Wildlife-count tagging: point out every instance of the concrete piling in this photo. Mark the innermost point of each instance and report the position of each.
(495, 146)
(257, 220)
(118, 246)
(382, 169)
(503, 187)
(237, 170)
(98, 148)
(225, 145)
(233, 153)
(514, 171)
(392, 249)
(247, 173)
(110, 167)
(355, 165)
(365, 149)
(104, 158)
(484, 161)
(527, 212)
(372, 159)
= = =
■ **Exercise description**
Reproduce every one of the records above word for word, keeping each line as it stands.

■ **Solution to the exercise**
Wildlife-count tagging: point out every instance of the concrete piling in this photo. Mark the innermost point of each instance and report the position of each.
(495, 146)
(257, 220)
(118, 246)
(382, 169)
(503, 187)
(237, 170)
(98, 148)
(225, 145)
(233, 153)
(514, 171)
(392, 249)
(247, 173)
(110, 167)
(355, 165)
(365, 149)
(104, 158)
(484, 161)
(527, 212)
(372, 159)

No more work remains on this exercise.